STATED GOAL
Output, please, every line from the line that holds "point: antenna tower" to the end, exactly as written.

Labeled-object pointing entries
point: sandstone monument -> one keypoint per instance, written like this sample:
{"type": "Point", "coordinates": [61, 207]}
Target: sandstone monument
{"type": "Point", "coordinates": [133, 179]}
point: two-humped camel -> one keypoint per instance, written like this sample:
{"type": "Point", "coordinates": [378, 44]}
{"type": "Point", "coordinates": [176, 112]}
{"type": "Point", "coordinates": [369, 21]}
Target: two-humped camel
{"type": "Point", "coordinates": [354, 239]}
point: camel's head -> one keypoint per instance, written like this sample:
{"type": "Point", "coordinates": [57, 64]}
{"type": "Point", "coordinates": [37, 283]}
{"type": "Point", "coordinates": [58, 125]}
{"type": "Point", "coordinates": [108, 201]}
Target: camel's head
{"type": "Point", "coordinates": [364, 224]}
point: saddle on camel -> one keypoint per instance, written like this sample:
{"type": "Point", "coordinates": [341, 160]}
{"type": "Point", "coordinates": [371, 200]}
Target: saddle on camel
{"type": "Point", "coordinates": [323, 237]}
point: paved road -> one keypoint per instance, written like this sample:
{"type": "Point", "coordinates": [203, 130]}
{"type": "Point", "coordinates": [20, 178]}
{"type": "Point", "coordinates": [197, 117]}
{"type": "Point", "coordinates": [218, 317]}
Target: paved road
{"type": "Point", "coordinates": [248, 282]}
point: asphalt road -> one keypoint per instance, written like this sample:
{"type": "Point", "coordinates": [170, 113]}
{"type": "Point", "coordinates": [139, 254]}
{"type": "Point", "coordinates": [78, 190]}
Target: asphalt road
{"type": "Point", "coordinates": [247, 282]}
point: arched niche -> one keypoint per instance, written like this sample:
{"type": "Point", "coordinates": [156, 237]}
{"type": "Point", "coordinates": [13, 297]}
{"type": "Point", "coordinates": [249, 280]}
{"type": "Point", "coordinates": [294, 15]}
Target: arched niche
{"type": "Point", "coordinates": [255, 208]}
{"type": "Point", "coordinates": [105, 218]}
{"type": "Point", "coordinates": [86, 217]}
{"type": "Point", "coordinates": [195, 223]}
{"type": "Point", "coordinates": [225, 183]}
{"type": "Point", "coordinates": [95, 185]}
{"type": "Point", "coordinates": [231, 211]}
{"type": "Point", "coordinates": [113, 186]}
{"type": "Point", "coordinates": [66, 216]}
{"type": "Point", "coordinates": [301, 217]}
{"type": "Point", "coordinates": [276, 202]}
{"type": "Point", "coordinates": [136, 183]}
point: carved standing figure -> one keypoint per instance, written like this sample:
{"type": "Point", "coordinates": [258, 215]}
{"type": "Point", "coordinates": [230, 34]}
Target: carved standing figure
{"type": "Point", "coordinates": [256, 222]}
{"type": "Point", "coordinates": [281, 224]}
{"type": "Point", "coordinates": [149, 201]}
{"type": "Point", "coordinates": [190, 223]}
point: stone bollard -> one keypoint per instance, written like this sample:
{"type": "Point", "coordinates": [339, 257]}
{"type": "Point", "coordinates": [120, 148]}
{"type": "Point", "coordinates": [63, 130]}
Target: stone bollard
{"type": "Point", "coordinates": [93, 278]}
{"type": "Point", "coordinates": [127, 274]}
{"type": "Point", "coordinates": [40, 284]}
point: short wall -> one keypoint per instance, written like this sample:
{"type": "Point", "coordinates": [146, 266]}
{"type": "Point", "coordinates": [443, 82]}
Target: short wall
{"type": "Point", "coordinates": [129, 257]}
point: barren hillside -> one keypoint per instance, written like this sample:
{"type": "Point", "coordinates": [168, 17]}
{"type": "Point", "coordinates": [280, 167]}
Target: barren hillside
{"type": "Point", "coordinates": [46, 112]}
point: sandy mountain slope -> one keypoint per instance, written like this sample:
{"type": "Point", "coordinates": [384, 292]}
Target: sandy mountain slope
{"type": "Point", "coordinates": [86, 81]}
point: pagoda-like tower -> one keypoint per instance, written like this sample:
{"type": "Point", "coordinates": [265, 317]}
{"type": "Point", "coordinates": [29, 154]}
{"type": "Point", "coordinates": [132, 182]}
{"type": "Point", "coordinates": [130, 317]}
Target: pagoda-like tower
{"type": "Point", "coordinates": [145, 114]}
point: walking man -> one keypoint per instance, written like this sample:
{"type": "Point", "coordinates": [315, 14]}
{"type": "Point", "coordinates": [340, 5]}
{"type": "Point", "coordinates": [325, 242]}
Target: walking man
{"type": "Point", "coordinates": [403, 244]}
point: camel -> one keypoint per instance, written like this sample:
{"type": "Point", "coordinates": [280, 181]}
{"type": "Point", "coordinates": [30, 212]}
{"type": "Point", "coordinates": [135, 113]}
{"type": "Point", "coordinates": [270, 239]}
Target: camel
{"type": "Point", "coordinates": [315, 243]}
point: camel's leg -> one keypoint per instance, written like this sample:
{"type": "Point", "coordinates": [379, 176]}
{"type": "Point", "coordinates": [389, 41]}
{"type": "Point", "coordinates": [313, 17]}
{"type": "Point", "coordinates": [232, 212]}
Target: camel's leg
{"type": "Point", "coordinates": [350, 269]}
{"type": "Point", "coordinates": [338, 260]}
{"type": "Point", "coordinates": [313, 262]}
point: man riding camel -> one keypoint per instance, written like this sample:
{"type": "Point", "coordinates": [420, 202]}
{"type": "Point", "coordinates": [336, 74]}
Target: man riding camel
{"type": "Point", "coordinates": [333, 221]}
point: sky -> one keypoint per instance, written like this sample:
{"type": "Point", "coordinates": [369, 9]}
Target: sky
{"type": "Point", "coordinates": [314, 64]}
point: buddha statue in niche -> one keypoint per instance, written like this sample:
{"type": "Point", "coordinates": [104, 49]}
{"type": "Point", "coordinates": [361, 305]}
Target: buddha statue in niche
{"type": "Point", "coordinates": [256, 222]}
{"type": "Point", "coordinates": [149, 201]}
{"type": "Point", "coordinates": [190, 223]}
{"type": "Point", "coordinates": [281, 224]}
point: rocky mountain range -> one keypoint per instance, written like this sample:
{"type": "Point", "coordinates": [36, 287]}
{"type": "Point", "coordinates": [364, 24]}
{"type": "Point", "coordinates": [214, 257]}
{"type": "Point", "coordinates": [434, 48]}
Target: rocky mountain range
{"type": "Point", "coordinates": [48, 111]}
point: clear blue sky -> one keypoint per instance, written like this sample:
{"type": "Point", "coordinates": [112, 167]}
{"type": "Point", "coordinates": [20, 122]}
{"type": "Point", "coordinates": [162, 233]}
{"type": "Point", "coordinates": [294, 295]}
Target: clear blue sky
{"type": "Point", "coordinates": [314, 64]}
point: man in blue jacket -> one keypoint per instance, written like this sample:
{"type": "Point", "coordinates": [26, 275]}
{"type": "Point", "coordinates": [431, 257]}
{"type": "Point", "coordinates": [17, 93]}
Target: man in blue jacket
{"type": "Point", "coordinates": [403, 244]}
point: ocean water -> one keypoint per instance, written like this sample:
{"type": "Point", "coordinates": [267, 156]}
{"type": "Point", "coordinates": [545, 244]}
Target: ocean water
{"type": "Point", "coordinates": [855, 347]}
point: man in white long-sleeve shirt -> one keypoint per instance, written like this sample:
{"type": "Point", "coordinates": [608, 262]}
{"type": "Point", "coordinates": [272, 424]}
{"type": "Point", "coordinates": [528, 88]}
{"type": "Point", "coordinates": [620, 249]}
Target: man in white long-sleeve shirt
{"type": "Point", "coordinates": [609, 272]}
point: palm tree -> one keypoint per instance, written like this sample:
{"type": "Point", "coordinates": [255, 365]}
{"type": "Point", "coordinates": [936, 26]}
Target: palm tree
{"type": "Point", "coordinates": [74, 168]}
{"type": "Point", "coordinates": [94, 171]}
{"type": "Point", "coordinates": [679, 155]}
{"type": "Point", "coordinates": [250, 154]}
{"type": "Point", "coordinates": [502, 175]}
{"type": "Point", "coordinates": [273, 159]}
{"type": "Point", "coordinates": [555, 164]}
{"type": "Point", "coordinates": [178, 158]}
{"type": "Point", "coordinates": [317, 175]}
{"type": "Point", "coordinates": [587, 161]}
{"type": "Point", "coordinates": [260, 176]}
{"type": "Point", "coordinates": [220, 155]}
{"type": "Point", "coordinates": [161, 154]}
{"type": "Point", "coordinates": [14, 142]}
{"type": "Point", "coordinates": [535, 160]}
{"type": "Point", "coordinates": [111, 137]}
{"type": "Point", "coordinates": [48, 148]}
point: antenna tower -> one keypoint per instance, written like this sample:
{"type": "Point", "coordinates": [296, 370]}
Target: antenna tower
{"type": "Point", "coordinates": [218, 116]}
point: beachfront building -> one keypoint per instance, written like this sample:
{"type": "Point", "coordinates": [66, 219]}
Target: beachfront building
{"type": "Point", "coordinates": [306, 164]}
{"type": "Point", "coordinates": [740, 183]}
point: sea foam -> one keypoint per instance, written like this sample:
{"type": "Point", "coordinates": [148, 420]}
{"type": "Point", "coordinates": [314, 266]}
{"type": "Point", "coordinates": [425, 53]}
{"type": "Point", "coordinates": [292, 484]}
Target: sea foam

SOLUTION TO THIS EXERCISE
point: antenna tower -> one keypoint per instance, written like this sample:
{"type": "Point", "coordinates": [296, 370]}
Target: antenna tower
{"type": "Point", "coordinates": [218, 116]}
point: beachfront building -> one keypoint per instance, written like this sample:
{"type": "Point", "coordinates": [66, 219]}
Target: beachfront building
{"type": "Point", "coordinates": [306, 164]}
{"type": "Point", "coordinates": [740, 183]}
point: sea foam -> one keypoint per instance, written like this sample:
{"type": "Point", "coordinates": [148, 420]}
{"type": "Point", "coordinates": [314, 266]}
{"type": "Point", "coordinates": [425, 53]}
{"type": "Point", "coordinates": [292, 484]}
Target: sea foam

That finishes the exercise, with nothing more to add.